AUFGABENSTELLUNG:
**A.** Beantworten Sie die folgenden Fragen anhand des Wettkampfberichts im Quellenauszug:
(i) Welche Zeit wurde im 100-Meter-Lauf erzielt?
(ii) Wie stark war der Gegenwind im Finale über 100 Meter Hürden?
(iii) Mit welcher Weite stellte die Siegerin im Speerwurf einen neuen Weltrekord auf?
**B.** Führen Sie den Wettkampfbericht im Quellenauszug ab seinem letzten Satz weiter.

QUELLENAUSZUG:
####

Bei meiner ersten Disziplin, dem 100-Meter-Lauf, war neben mir auch Jessica Urbanski, die ehemalige Europameisterin, aus Essen am Start. Ich lief nach einem sehr guten Start eine zufriedenstellende Zeit von 13,14 s und verfehlte damit leider das Finale – ebenso wie Jessica. Dadurch belegte ich den 13. Platz von 21 Teilnehmern. Allerdings war es ein sehr guter Testlauf für die 100 Meter Hürden am darauffolgenden Tag.
Mit der Saisonbestzeit von 15,72 s qualifizierte ich mich dort für das Finale über die Hürdenstrecke. Endlich mal wieder unter 16 Sekunden geblieben! Ich war glücklich über diese Zeit. Im Finale gab es jedoch starken Gegenwind von 2,3 m/s, wodurch ich den Rhythmus verlor. Gegen die starke Konkurrenz reichten meine Kräfte nicht aus, um eine bessere Platzierung als den 6. Platz zu erreichen. Den Titel holte Yuliya Shapoval aus der Ukraine, gefolgt von Kairit Olenko aus Estland und Olena Turkova aus Russland.
Speerwurf und Staffel
Bevor am letzten Tag die Staffeln auf dem Programm standen, hatte ich noch eine Einzeldisziplin zu absolvieren: den Speerwurf, für den elf Teilnehmerinnen gemeldet waren. Mein Ziel waren etwa 35 Meter. Ich wusste aber, dass ich auf über 40 Meter kommen musste, um eine Medaille zu holen. Ich belegte den 5. Platz mit einer Weite von 34,54 m, die im letzten Versuch schaffte. Die Konkurrentinnen waren einfach zu stark. Die Siegerin Elena Uzunova aus Bulgarien knackte mit 47,23 m den seit 2008 gültigen Weltrekord von 45,85 m. Die bisherige Weltrekordlerin Kairit Olenko aus Estland holte Silber, Dritte im Bunde der Medaillenträgerinnen wurde die Kroatin Laura Stefanac mit 41,45 m. Die gute Nachricht für mich war, dass ich durch meine gute Platzierung nun wieder in den A-Kader aufgerückt bin – nach vielen Jahren.

####

DATENTEIL:
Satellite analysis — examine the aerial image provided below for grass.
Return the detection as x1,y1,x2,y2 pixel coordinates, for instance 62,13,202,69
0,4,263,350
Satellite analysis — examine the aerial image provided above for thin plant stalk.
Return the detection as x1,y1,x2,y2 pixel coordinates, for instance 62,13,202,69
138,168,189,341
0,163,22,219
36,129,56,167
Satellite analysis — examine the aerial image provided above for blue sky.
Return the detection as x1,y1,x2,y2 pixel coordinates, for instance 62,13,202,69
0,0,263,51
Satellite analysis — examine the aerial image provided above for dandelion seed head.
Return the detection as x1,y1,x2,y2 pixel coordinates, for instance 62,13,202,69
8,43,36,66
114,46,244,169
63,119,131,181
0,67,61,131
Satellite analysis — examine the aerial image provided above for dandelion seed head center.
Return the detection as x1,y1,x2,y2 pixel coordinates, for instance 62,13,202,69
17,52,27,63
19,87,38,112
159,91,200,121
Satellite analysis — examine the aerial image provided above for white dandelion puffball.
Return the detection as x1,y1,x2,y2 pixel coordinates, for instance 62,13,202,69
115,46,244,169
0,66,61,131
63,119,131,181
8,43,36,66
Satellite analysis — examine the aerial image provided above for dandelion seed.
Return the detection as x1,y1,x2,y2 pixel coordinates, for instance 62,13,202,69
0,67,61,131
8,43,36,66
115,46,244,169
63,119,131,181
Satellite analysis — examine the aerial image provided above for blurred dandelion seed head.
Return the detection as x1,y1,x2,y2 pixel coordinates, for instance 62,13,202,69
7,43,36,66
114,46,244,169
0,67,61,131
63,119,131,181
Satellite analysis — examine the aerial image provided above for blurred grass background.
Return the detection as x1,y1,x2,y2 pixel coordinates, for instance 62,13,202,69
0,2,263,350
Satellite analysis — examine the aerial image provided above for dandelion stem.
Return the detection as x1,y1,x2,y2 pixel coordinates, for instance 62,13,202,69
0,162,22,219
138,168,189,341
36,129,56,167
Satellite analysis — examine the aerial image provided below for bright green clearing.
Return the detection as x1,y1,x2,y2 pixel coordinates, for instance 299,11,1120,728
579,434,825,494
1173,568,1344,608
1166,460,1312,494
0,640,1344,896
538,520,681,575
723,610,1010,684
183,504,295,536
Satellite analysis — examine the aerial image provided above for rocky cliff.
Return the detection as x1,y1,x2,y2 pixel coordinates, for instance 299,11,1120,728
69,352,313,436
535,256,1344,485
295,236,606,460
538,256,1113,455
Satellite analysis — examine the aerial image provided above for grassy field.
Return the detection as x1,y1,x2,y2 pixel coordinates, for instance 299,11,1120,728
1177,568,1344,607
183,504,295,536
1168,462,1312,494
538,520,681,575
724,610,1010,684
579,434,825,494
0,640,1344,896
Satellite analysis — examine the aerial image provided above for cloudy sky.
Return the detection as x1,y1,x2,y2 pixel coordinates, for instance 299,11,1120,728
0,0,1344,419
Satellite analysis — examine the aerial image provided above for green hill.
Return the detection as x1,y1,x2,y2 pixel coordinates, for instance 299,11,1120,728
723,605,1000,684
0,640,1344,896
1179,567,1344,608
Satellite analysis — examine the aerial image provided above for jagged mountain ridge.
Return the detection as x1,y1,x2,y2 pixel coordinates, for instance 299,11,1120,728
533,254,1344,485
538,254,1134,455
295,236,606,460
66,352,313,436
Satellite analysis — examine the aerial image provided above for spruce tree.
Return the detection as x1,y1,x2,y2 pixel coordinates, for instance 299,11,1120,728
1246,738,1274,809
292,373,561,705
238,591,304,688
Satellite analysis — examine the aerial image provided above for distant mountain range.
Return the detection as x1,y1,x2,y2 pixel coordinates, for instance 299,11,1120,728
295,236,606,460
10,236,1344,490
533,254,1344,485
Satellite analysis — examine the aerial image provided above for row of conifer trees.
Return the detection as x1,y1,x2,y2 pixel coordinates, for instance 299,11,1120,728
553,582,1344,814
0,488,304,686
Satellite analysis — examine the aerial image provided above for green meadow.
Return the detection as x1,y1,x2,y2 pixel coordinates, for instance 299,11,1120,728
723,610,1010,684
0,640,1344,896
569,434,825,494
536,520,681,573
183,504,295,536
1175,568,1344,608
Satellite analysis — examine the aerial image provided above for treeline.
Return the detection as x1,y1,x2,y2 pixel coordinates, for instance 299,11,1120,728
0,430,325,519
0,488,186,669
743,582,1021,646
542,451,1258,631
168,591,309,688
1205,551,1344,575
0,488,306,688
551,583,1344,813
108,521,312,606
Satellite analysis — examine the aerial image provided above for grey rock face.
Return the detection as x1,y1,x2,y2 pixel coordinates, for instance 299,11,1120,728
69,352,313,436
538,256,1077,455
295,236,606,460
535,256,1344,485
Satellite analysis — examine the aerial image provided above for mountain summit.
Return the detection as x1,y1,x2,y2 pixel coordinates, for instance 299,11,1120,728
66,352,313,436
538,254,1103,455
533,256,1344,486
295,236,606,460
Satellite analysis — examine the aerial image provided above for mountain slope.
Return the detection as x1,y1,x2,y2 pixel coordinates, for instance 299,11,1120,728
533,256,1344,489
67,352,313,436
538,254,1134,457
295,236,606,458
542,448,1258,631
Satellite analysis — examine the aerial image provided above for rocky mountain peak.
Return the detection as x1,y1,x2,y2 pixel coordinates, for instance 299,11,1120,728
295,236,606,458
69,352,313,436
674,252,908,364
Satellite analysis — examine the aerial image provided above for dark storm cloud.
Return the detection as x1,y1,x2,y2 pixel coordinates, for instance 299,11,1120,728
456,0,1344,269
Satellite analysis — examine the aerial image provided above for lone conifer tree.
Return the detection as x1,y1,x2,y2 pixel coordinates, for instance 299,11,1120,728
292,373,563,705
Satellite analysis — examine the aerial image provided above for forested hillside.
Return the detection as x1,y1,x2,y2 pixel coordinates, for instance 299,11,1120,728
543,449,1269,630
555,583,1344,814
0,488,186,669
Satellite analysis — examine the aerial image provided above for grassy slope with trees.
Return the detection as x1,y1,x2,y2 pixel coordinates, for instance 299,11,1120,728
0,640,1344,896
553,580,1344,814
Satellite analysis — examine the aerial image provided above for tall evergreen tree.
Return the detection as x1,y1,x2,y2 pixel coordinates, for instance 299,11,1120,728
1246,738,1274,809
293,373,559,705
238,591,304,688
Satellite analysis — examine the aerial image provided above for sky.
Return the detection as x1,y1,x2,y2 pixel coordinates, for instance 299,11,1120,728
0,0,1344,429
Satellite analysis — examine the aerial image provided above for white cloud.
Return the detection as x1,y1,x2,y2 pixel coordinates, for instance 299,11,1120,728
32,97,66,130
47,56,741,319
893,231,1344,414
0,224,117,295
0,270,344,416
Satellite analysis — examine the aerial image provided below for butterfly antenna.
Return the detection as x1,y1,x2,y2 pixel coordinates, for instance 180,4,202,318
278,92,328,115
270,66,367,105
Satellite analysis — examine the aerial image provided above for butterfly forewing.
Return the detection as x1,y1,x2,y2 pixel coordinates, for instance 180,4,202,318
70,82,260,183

####

LÖSUNGEN:
**A.**
(i) 13,14 s
(ii) 2,3 m/s
(iii) 47,23 m

**B.**
Bei der 4x100-m-Staffel, bei der ich Schlussläuferin war, hatte Jessica Urbanski einen raketenhaften Start erwischt. Als Erste übergab sie den Stab sauber an Felicitas Merker (Neuss). Wir lagen noch immer in Führung, als der zweite Wechsel an Nadine Brutscher (München) erfolgte – gerade noch rechtzeitig vor dem Ende des Wechselraums. In der zweiten Kurve hatten Russland, Weißrussland und die Ukraine gefährlich aufgeholt und uns leider überholt. Durch die hohe Anspannung startete ich als Schlussläuferin sehr explosiv. Ich merkte jedoch, dass ich den Stab von Nadine nicht bekommen würde, weswegen ich kurz vor Ende der Wechselzone eine Vollbremsung machen musste, um nicht disqualifiziert zu werden. Damit gingen wertvolle Meter und Zeit verloren. Wir landeten schließlich mit 50,37 s auf dem undankbaren Platz 4. Die russische Staffel erzielte mit 47,21 s einen weiteren Weltrekord. Meine Enttäuschung war riesengroß, denn ich hatte noch auf Metall gehofft.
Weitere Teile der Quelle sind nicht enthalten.